* **GOAL**: Please state how many lines of the records below contain the string “curly”, with case counting. Give only the number.

====== STORED ROWS ======

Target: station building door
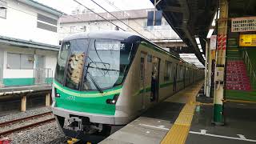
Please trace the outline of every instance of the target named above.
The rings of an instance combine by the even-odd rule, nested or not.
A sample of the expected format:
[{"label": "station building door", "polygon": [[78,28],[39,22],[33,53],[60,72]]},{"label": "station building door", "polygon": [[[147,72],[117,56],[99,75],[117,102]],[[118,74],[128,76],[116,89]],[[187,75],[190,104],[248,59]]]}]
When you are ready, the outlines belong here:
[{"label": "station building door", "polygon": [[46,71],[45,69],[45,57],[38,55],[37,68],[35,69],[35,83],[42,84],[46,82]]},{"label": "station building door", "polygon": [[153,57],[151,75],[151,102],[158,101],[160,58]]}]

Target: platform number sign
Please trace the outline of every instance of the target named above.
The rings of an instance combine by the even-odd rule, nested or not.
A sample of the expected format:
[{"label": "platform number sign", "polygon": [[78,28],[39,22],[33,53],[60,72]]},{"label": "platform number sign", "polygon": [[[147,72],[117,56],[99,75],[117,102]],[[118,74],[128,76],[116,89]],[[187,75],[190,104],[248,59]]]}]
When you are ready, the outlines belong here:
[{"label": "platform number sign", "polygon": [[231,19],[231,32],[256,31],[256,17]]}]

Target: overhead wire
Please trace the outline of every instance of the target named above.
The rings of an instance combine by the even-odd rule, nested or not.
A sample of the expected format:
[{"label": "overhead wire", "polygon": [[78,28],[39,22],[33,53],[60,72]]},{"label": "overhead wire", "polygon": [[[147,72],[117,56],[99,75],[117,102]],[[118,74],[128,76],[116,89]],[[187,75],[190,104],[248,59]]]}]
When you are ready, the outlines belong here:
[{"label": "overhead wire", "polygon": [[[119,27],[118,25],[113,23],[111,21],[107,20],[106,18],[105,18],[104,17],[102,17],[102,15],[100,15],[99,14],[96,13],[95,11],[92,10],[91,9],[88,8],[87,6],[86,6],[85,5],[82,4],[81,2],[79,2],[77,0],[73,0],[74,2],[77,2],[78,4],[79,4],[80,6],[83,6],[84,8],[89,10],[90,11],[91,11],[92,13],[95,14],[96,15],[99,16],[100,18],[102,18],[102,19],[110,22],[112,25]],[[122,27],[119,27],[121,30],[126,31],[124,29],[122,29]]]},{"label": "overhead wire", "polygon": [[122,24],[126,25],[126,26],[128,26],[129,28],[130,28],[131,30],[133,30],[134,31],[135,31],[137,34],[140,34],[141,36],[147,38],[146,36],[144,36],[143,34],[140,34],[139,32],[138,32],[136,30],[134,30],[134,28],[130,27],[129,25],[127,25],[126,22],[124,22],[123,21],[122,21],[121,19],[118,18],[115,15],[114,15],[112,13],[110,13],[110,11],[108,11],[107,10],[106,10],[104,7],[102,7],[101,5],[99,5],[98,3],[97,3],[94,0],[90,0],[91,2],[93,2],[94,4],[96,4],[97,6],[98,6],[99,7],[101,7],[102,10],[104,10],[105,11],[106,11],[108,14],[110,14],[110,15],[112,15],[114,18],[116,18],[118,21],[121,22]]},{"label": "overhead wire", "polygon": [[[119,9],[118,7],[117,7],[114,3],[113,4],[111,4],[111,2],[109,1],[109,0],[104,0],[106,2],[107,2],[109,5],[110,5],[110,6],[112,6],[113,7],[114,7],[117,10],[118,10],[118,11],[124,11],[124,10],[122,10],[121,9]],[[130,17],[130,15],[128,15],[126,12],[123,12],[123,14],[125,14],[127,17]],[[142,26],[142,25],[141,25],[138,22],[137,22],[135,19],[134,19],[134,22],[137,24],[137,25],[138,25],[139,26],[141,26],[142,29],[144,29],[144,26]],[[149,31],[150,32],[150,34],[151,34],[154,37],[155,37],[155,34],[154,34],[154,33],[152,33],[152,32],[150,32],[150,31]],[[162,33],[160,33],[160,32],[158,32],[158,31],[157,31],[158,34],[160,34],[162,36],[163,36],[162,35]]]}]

======
====== STORED ROWS ======

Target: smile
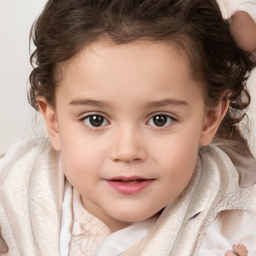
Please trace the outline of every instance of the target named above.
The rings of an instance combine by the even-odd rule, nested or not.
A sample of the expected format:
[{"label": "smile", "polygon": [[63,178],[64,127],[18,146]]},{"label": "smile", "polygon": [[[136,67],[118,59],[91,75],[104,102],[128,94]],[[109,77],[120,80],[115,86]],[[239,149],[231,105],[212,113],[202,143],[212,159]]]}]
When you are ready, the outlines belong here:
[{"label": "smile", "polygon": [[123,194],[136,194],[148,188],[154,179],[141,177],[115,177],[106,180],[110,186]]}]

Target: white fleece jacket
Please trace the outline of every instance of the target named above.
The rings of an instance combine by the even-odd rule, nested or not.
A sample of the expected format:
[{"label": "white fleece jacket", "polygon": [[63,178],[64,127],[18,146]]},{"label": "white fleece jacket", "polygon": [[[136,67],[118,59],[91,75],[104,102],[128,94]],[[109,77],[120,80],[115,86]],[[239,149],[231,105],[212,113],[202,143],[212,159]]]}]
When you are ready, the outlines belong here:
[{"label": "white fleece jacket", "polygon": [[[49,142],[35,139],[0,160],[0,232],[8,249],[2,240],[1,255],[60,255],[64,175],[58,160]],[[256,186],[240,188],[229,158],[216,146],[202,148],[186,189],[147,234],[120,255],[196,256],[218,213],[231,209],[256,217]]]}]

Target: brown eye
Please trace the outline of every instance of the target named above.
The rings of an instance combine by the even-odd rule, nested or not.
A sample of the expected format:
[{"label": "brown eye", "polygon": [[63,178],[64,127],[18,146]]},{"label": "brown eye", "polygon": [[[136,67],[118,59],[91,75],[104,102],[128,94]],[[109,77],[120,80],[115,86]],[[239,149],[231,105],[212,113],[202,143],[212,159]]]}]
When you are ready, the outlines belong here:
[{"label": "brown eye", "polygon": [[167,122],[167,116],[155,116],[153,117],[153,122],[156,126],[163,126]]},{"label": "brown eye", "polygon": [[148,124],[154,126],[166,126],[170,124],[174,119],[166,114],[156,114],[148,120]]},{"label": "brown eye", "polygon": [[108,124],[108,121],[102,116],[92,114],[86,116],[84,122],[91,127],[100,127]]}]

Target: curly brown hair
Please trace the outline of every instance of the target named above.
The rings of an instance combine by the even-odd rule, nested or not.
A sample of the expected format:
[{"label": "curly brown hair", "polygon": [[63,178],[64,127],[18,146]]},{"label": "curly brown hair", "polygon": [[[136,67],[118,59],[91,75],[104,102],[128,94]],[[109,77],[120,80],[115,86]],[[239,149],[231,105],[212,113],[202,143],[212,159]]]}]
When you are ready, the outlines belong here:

======

* **RESPONSE TO THE TASK**: 2